**PROBLEM DESCRIPTION**
Give the line with "Would you mind indicating the blue container" again, along with every line below it to the end of the records, word for word.

....

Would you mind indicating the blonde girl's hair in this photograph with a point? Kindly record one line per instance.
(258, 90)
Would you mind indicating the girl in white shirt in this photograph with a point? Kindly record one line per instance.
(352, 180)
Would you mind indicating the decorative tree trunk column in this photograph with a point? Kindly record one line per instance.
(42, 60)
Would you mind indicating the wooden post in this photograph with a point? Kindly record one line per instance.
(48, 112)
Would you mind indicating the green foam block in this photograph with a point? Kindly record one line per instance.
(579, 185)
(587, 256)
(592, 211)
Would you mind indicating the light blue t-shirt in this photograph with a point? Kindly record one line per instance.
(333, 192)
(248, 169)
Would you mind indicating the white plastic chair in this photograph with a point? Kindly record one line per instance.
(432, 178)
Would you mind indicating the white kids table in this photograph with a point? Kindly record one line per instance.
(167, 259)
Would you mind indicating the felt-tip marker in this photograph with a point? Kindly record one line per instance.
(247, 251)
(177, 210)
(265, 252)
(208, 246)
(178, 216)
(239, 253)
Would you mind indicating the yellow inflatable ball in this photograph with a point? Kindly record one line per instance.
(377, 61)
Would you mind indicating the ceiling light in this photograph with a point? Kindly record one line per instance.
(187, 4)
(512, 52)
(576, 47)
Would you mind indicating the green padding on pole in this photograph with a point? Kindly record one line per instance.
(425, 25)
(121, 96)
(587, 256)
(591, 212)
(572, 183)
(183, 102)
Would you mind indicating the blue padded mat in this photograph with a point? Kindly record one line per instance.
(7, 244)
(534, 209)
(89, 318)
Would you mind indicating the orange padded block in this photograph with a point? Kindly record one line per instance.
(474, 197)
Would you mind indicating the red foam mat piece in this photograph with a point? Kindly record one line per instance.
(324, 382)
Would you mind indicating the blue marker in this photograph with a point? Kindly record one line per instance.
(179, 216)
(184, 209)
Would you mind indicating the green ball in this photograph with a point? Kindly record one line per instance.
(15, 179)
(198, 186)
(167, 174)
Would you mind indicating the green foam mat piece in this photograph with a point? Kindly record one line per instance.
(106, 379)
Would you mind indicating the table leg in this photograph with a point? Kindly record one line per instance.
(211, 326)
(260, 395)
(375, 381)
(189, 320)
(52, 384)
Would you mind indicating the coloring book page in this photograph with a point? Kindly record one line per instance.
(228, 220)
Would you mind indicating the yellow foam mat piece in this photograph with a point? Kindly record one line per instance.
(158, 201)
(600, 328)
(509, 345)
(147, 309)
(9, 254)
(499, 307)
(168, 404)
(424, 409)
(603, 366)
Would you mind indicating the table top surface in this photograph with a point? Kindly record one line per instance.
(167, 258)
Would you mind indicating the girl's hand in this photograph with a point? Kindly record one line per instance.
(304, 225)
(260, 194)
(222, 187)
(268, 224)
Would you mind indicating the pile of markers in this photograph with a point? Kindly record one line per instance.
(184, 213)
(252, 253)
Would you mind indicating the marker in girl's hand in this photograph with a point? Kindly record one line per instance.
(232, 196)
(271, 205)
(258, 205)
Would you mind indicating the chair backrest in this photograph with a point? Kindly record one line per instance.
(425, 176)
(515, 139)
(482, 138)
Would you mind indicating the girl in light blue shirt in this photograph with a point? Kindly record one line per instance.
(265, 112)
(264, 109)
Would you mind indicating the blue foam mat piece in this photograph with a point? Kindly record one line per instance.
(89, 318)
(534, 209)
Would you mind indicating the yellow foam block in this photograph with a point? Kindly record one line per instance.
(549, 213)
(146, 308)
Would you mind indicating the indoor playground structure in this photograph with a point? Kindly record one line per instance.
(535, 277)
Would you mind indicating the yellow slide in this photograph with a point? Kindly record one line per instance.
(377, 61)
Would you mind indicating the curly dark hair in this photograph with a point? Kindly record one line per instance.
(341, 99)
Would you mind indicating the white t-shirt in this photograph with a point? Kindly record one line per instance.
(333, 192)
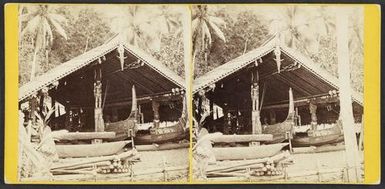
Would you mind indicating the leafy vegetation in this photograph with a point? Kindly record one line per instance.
(85, 27)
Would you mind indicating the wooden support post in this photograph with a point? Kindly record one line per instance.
(155, 108)
(272, 117)
(313, 114)
(361, 139)
(255, 113)
(99, 122)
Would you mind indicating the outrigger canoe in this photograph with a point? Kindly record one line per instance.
(164, 134)
(90, 150)
(319, 137)
(279, 130)
(126, 128)
(252, 152)
(172, 133)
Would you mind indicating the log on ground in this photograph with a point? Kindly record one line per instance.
(242, 138)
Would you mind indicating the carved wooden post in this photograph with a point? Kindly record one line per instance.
(99, 122)
(313, 113)
(255, 113)
(155, 108)
(272, 115)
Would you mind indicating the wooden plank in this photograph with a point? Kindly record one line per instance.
(86, 135)
(161, 147)
(242, 138)
(253, 152)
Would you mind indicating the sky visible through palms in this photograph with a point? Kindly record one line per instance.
(309, 29)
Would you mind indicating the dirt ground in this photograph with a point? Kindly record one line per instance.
(156, 159)
(327, 161)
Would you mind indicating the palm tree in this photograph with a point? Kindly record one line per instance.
(295, 29)
(204, 25)
(40, 21)
(137, 28)
(346, 112)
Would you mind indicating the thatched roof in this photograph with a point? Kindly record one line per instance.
(152, 77)
(308, 80)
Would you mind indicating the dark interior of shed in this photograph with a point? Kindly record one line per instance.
(233, 95)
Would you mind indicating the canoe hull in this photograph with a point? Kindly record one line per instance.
(319, 137)
(278, 131)
(90, 150)
(164, 135)
(252, 152)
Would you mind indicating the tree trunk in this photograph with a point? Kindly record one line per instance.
(33, 69)
(346, 112)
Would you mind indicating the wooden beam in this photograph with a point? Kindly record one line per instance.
(303, 102)
(161, 147)
(86, 135)
(242, 138)
(292, 84)
(252, 152)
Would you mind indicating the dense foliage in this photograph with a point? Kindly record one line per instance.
(309, 30)
(87, 28)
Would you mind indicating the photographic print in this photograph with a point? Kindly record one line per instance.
(278, 93)
(102, 93)
(192, 93)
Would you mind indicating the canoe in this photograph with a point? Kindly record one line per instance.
(279, 130)
(252, 152)
(90, 150)
(319, 137)
(315, 141)
(164, 134)
(126, 128)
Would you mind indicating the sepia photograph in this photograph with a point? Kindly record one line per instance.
(278, 93)
(102, 94)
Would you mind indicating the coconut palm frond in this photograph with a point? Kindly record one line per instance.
(59, 18)
(217, 31)
(49, 114)
(59, 29)
(206, 32)
(217, 21)
(32, 26)
(194, 25)
(48, 30)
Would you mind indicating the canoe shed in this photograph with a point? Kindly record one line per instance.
(99, 85)
(259, 81)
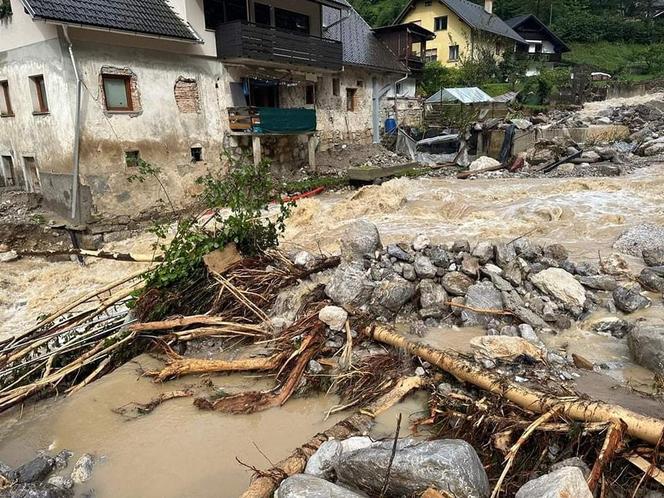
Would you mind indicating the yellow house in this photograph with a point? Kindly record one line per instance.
(461, 27)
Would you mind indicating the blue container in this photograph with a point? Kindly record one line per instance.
(390, 126)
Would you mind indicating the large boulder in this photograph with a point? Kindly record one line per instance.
(646, 345)
(629, 299)
(560, 284)
(456, 283)
(482, 295)
(567, 482)
(349, 285)
(448, 464)
(392, 293)
(308, 486)
(360, 238)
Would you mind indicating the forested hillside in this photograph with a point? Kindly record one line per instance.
(573, 20)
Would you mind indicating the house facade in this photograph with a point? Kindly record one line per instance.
(89, 89)
(461, 27)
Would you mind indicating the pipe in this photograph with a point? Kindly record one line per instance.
(75, 201)
(377, 96)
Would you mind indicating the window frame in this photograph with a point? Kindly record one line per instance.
(40, 91)
(438, 19)
(4, 85)
(127, 81)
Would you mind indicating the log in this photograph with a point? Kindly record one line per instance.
(639, 426)
(178, 367)
(359, 423)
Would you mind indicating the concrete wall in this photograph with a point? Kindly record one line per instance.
(18, 30)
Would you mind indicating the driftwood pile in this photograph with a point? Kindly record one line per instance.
(511, 425)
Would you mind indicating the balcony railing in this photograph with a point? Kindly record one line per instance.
(241, 41)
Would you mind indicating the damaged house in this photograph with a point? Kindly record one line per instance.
(89, 89)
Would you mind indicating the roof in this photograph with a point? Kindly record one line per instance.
(146, 17)
(468, 95)
(516, 22)
(360, 45)
(414, 28)
(474, 16)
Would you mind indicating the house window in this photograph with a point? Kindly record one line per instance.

....

**SOLVED PROBLEM**
Would you mind indicating the blue container in this photograph with a point? Kindly record one line per instance.
(390, 126)
Would you mind indicating the large boulder in this photograph with a point? Kindly record one line per instance.
(646, 345)
(629, 299)
(560, 284)
(456, 283)
(482, 295)
(567, 482)
(349, 285)
(448, 464)
(392, 293)
(308, 486)
(360, 238)
Would you mind indicating the forested hillside in this photograph with a point? Kindly record one line per instance.
(573, 20)
Would you mind indicating the house facade in this photograph with a point? Kindly record one line per instance.
(89, 89)
(461, 27)
Would you mind indicating the pipe in this photograph with a point? Kindly record one line per instance.
(75, 201)
(377, 96)
Would you mind indicating the window frame in this photograph with a point? Kindly record one line per instance.
(40, 91)
(438, 19)
(4, 85)
(127, 81)
Would you mind indicating the log in this photograph with a point? Kindly record one line per instance.
(639, 426)
(178, 367)
(359, 423)
Would you mind indicating the concrete wall in this photograph with a point? Kindly record one line per instance.
(18, 30)
Would you mind indicating the driftwood pile in this photograph with a point? Kindly record one line per instance.
(511, 425)
Would you mind indicating the balcony railing in this photograph with a point? Kindly record one line per instance.
(241, 41)
Would you mind indicating the damaged house in this photograph with a point? Kindly record one line per instance.
(89, 89)
Would you mind indicating the roof in this photograph with a point? Kindly record one line per instance.
(146, 17)
(468, 95)
(516, 22)
(360, 45)
(414, 28)
(474, 16)
Would you mind indicating the house window in this photograph with a point? Kindly record one line per instance.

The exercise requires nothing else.